* Estratto della pagina *
□ □ □
Chi pagherà i tamponi? – Un altro studente, iscritto a una sede del Sottoceneri, è amareggiato: «È stato detto che nessuno sarà escluso dalla formazione. A patto però che ci si vaccini. Infatti i tamponi saranno gratuiti solo per coloro che sono dichiaratamente in procinto di vaccinarsi. Sono richiesti tamponi ogni due giorni. Io non mi sento ancora pronto. Ho dei timori. Come farò da novembre in avanti? Dovrò spendere 150 franchi a settimana in tamponi? La didattica a distanza probabilmente non sarà consentita ai non vaccinati».
□ □ □
* Consegna 1 *
Per favore, elenca tutte le frasi dell'estratto sui tamponi in cui lo studente usa un verbo alla prima persona singolare.
* Consegna 2 *
Secondo l'estratto sui tamponi, con quale frequenza sono richiesti i tamponi?
* Consegna 3 *
Riprendi l'estratto sui tamponi dal punto in cui si interrompe.

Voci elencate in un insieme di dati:
□ □ □
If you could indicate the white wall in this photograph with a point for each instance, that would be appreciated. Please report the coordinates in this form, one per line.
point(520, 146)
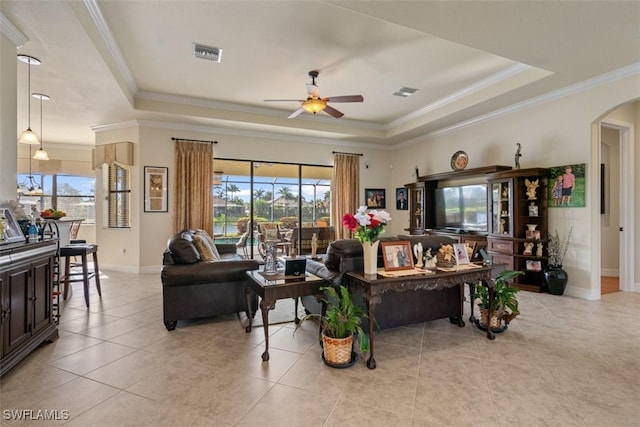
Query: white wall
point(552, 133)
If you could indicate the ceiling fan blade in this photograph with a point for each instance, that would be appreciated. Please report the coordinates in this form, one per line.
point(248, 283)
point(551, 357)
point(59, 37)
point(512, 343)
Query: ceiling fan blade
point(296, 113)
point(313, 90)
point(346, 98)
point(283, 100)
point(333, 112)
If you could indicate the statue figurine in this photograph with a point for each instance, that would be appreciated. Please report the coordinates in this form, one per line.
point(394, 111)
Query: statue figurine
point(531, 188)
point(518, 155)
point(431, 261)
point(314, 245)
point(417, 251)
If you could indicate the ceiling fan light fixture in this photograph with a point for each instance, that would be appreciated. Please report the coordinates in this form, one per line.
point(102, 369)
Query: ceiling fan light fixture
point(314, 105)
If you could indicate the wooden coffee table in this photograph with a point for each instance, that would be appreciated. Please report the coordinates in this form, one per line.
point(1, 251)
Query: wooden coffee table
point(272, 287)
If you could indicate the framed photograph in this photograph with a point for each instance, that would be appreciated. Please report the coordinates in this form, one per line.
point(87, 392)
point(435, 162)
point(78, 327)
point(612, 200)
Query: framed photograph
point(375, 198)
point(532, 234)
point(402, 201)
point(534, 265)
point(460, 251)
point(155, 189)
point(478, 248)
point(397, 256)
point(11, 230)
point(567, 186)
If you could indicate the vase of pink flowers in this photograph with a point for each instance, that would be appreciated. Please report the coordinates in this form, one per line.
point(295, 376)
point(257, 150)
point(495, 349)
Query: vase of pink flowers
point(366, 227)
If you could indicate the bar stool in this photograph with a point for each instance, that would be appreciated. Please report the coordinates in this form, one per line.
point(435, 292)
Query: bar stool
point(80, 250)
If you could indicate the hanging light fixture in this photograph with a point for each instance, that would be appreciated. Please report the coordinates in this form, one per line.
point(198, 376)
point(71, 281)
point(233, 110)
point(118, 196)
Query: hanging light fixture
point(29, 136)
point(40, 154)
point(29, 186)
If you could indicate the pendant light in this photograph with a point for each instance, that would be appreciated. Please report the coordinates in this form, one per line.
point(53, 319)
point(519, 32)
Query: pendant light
□ □ □
* Esito esercizio 1 *
- Io non mi sento ancora pronto.
- Ho dei timori.
- Come farò da novembre in avanti?
- Dovrò spendere 150 franchi a settimana in tamponi?

* Esito esercizio 2 *
Ogni due giorni.

* Esito esercizio 3 *
«Esempi che non incoraggiano» – C'è anche chi sostiene di non avere bisogno del vaccino. Come un ragazzo di 25 anni che, come gli altri, chiede di restare anonimo per evitare ripercussioni. «Penso di avere un sistema immunitario buono. Ho uno stile di vita sano e rispetto le regole. Ho sempre la mascherina con me e non frequento luoghi particolarmente affollati. È una questione di principio e di libertà individuale. Un obbligo generalizzato per un vaccino ancora sperimentale è assolutamente inadeguato. Sentire che diversi esponenti del mondo sanitario o alcuni politici non si sono fatti vaccinare non rappresenta certo un incentivo. Se non lo hanno fatto loro, perché devo farlo io?»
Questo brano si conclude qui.